* START Dataset extract *
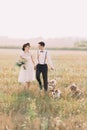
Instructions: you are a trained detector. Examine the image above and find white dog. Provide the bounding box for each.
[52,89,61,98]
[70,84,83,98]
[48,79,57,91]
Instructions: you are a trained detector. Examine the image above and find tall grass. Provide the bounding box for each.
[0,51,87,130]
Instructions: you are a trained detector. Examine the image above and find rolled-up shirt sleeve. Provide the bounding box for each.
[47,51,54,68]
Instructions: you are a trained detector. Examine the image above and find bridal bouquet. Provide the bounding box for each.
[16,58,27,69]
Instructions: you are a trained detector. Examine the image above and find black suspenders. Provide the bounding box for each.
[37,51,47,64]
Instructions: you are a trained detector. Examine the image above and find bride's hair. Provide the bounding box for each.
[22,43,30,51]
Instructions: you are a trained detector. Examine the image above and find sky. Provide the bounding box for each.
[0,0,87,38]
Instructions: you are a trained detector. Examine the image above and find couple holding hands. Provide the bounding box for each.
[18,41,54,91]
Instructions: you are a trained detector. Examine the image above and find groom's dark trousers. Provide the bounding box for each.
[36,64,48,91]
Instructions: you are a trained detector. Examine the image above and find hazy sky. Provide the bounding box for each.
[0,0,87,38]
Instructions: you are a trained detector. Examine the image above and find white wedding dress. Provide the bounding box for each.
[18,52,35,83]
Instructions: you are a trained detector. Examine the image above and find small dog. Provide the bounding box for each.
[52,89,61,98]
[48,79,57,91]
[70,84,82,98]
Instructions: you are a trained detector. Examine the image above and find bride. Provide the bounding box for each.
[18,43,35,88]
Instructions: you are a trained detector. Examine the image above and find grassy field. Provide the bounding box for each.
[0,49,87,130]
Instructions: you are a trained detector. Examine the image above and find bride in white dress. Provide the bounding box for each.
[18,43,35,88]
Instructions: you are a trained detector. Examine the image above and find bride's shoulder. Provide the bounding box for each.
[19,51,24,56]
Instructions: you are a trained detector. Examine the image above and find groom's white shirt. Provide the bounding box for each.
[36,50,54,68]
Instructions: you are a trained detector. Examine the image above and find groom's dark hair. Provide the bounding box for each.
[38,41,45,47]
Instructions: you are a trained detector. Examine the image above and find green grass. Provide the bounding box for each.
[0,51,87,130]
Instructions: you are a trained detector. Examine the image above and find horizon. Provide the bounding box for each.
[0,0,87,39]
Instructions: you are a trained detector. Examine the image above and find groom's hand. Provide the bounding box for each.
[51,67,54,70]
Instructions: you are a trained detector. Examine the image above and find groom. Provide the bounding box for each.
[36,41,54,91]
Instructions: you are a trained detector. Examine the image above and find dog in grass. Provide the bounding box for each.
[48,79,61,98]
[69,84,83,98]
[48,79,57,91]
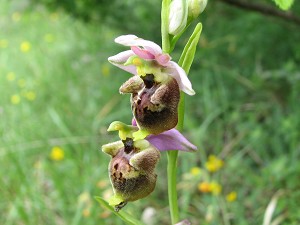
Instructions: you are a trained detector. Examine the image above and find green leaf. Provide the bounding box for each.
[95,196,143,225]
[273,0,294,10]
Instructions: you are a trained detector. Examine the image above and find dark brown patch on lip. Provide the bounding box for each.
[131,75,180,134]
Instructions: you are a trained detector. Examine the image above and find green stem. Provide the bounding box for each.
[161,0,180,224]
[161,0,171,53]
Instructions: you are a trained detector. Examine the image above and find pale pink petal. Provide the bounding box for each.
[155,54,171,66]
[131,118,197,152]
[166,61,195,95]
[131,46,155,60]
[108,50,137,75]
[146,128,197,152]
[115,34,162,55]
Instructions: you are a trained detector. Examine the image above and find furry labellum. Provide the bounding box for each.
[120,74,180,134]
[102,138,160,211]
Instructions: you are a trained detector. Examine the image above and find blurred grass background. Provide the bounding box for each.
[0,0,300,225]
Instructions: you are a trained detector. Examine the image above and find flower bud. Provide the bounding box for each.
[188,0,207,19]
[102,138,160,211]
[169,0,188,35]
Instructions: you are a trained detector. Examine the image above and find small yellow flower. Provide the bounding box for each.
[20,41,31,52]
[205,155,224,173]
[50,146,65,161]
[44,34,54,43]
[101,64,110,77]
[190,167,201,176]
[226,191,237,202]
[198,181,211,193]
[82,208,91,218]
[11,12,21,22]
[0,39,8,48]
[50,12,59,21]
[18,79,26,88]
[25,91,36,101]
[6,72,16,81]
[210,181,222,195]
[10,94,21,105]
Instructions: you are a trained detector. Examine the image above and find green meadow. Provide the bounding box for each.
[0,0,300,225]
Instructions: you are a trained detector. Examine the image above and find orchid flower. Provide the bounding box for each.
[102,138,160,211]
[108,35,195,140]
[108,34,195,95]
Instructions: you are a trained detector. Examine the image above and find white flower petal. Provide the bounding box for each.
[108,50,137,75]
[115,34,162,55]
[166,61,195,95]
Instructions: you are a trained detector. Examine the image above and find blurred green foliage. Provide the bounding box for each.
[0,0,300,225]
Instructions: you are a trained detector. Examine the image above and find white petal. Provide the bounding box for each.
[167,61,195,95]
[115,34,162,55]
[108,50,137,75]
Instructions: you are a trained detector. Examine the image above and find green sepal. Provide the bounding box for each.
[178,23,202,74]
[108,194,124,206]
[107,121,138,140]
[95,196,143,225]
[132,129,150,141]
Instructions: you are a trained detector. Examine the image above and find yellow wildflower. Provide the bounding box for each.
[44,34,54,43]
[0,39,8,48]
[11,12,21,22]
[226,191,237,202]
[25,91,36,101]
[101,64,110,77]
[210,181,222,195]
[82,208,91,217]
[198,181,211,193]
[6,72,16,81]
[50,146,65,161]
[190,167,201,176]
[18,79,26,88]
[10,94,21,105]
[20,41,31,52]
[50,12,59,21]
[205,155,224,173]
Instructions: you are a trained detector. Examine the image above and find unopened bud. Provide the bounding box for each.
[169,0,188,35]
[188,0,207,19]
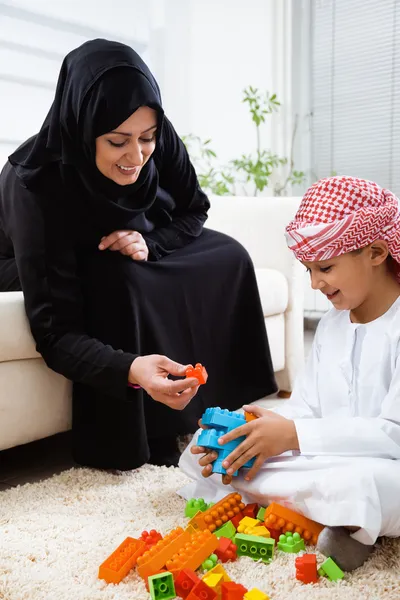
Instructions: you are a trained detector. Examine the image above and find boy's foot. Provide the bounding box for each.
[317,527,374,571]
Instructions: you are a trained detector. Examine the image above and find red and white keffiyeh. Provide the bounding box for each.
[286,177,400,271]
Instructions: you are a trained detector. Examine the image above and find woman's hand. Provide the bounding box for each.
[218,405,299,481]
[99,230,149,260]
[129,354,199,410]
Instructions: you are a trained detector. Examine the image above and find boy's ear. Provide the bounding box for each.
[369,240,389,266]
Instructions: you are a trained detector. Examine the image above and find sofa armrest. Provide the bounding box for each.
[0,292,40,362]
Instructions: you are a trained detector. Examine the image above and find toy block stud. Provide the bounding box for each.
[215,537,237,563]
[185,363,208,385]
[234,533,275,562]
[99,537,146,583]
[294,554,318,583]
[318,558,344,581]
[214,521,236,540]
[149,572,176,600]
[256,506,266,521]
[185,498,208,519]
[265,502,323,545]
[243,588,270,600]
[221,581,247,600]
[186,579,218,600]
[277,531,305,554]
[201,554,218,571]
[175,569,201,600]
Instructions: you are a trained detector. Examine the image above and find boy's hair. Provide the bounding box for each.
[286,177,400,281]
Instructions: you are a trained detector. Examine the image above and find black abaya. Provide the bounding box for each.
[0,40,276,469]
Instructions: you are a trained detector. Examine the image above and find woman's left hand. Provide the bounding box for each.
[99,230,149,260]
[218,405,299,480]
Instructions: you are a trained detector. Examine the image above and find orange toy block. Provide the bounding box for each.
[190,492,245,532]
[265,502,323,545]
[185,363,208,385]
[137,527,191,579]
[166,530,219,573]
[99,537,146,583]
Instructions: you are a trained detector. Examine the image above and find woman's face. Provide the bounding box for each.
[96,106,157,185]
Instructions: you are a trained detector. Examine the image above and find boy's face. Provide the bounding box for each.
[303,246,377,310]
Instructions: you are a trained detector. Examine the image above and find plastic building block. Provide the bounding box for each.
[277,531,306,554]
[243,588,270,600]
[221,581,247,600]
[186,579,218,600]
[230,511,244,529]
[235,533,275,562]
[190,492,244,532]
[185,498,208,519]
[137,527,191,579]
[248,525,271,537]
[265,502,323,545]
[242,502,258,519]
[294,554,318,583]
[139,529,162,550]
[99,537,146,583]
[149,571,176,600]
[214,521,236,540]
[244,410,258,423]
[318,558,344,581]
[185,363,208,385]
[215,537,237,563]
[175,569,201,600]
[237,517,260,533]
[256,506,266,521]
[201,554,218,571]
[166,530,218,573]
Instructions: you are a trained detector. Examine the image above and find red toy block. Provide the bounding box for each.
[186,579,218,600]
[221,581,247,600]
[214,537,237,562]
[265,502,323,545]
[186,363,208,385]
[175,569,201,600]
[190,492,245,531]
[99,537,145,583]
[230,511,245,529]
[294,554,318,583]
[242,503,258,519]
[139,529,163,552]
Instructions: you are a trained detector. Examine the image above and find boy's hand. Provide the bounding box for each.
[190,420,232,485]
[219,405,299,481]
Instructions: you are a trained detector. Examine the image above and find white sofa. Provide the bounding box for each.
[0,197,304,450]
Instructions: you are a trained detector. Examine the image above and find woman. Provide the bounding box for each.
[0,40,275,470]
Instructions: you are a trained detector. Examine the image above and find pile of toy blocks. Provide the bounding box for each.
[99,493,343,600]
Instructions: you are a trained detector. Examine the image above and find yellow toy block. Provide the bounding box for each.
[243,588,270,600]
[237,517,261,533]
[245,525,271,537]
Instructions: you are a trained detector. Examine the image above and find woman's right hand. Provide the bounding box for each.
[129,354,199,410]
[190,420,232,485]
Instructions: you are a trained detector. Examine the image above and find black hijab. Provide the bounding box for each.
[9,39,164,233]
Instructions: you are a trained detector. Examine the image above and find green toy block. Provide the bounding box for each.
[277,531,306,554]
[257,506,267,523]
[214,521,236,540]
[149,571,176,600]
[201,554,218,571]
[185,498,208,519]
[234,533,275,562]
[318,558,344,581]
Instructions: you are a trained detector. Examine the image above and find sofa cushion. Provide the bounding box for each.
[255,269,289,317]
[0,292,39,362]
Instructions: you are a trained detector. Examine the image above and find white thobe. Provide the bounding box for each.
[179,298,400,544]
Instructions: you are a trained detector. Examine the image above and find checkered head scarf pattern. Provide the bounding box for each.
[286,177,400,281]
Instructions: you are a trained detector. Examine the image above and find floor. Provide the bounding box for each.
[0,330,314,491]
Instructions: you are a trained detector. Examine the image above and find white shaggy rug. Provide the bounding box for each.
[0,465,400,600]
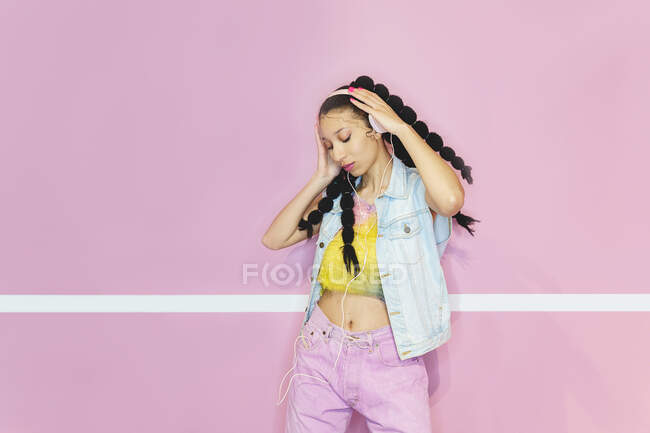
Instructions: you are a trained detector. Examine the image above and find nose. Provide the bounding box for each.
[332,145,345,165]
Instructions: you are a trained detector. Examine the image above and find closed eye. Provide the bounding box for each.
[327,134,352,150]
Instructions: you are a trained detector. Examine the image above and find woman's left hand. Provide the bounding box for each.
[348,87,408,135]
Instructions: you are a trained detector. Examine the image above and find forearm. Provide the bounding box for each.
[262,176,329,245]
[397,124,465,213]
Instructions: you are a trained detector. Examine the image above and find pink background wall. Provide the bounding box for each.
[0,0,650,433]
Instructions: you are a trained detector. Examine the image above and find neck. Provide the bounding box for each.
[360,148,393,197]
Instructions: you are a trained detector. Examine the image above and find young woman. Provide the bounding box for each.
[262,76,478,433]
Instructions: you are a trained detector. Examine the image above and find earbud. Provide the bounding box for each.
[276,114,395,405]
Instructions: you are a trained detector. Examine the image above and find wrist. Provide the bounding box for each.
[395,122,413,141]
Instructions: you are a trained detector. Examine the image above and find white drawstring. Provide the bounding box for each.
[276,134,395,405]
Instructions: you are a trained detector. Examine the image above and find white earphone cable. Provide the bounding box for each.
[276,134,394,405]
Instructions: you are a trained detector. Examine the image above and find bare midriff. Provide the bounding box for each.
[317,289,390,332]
* END Dataset extract *
Problem to solve> Render the records as a numbered list, from the line containing "building block. Provide the bounding box for each." up to and including the line containing "[9,39,164,233]". Omit blank lines.

Output of the task>
1. Instructions: you are a trained detector. Examine the image above and find plastic building block. Provide the bounding box for each.
2. [277,531,306,554]
3. [243,588,270,600]
4. [221,581,247,600]
5. [186,579,218,600]
6. [230,511,244,529]
7. [235,533,275,562]
8. [190,492,244,532]
9. [185,498,208,519]
10. [137,527,191,579]
11. [248,525,271,537]
12. [265,502,323,545]
13. [242,502,258,519]
14. [294,554,318,583]
15. [139,529,162,550]
16. [99,537,146,583]
17. [149,571,176,600]
18. [214,521,236,540]
19. [244,410,258,423]
20. [318,558,344,581]
21. [185,363,208,385]
22. [215,537,237,563]
23. [175,569,201,600]
24. [237,517,260,533]
25. [256,506,266,521]
26. [201,554,218,571]
27. [166,530,218,573]
28. Instructions: you are a trained detector. Examine the image above and find red toy block. Provide the bounding box for each.
29. [186,579,218,600]
30. [221,581,247,600]
31. [214,537,237,562]
32. [265,502,323,545]
33. [186,363,208,385]
34. [175,569,201,600]
35. [190,492,245,531]
36. [99,537,145,583]
37. [230,511,245,529]
38. [294,554,318,583]
39. [242,503,258,519]
40. [139,529,163,552]
41. Instructions: you are a trained detector. Examine the image above and find boy's hand. Provide the bounding box for each.
42. [190,420,232,485]
43. [219,405,299,481]
44. Instructions: you are a trained detector. Examine the image above and find white sofa. Provide the bounding box for each.
45. [0,197,304,450]
46. Instructions: you are a trained detector. Examine the image above and find woman. Provide the bounding box for each.
47. [0,40,275,470]
48. Instructions: you are a trained detector. Examine the image above and find pile of toy blocks. Provide the bounding box for each.
49. [99,493,343,600]
50. Instructions: you are a trained detector. Examine the image above and find yellow toy block. Provide the bounding box for each.
51. [243,588,270,600]
52. [237,517,261,533]
53. [245,525,271,537]
54. Instructions: you are a trained detector. Examine the image above and find woman's right hand. Provide the bounding box for each.
55. [129,354,199,410]
56. [190,420,232,485]
57. Instructions: you are a trained detector. Examine the image above and find black hijab. Provide the bounding box for each.
58. [9,39,164,233]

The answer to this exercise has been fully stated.